### PASSAGE PROVIDED
↓↓↓

TOPWRAP 10-Japan in recession; Citi slashes 52,000 jobs
(For more stories on the financial crisis click [ID:nCRISIS])
* Japan's economy joins Europe in recession
* U.S. in 14-month recession - forecasters
* U.S. Senate debates automaker rescue
* Citigroup sets one of history's biggest layoffs - 52,000
* U.S. stocks close down more than 2 pct (Updates to close of U.S. markets)
WASHINGTON, Nov 17 (Reuters) - Japan became the latest major economy to fall into recession and Citigroup (C.N) said on Monday it would cut 52,000 jobs, one of history's largest layoffs, stoking fears the global economic slump is worsening.
After a weekend meeting of the Group of 20 advanced and emerging economies failed to come up with specific new measures to ease the world's financial strains, the IMF said it needed at least $100 billion in extra funding to fight the crisis.
Citigroup, the U.S. bank with the farthest global reach, announced the biggest round of job cuts since the financial crisis erupted last year, slashing 15 percent of its workforce in a bid to return to profitability.
The cuts come on top of 23,000 reductions Citigroup had already announced and only lags behind 60,000 layoffs by IBM in July 1993 as the largest ever, according to outplacement firm Challenger, Gray & Christmas Inc.

↑↑↑

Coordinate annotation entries
↓↓↓

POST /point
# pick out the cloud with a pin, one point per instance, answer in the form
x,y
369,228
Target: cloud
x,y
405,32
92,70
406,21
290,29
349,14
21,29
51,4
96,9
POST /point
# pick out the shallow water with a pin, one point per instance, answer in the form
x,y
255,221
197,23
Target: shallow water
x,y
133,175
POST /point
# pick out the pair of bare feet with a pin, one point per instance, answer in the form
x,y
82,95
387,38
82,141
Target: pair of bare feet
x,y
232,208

↑↑↑
↓↓↓

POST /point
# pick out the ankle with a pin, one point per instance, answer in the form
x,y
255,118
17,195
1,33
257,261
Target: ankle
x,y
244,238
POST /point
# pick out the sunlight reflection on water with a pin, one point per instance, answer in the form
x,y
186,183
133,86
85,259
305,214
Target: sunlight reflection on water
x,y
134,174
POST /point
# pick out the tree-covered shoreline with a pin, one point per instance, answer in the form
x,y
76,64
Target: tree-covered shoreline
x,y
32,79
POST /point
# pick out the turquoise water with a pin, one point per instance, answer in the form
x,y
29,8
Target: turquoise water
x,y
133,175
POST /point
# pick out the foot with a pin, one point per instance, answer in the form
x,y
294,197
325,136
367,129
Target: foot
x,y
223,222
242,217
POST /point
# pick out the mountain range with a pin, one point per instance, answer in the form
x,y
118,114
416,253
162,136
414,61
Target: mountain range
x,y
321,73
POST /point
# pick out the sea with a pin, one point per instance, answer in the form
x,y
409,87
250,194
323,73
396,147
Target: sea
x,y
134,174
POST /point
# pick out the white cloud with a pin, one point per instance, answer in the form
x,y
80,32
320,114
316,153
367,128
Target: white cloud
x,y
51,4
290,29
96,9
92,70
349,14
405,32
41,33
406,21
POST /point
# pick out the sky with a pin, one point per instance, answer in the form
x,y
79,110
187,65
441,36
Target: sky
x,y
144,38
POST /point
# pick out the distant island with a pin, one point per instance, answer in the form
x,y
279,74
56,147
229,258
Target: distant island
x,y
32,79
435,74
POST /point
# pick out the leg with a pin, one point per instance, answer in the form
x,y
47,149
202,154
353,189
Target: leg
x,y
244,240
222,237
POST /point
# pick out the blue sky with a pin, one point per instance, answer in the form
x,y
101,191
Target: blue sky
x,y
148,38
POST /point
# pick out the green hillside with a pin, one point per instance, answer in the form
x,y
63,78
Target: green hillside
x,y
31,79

↑↑↑

### TASKS FOR THIS EXERCISE
**a.** In the financial crisis report, how much extra funding did the IMF say it needed to fight the crisis?
**b.** Pick up the financial crisis report after its final sentence and continue it.

### PER-TASK OUTPUTS
**a.** At least $100 billion.

**b.**
After stock markets closed, the U.S. Treasury said it had completed equity purchases in 21 more banks totaling $33.56 billion, including $6.6 billion in U.S. Bancorp (USB.N).
In a bid to contain the economic fallout, the U.S. Senate debated a bailout of American car firms, Germany said it was ready to guarantee funds for General Motors Corp's (GM.N) Opel unit, and Japan's Toyota (7203.T) came under ratings scrutiny.
Automakers have taken the brunt of the impact from a dramatic decline in consumer spending, triggered by a housing crash and worsened by rising unemployment.
CREEPING GLOBAL RECESSION
The United States fell into a recession in April and the downturn is expected to last 14 months with unemployment reaching 7.7 percent this year, according to a survey of private forecasters by the Federal Reserve Bank of Philadelphia. Fore more see [ID:nN17502311]. Continued...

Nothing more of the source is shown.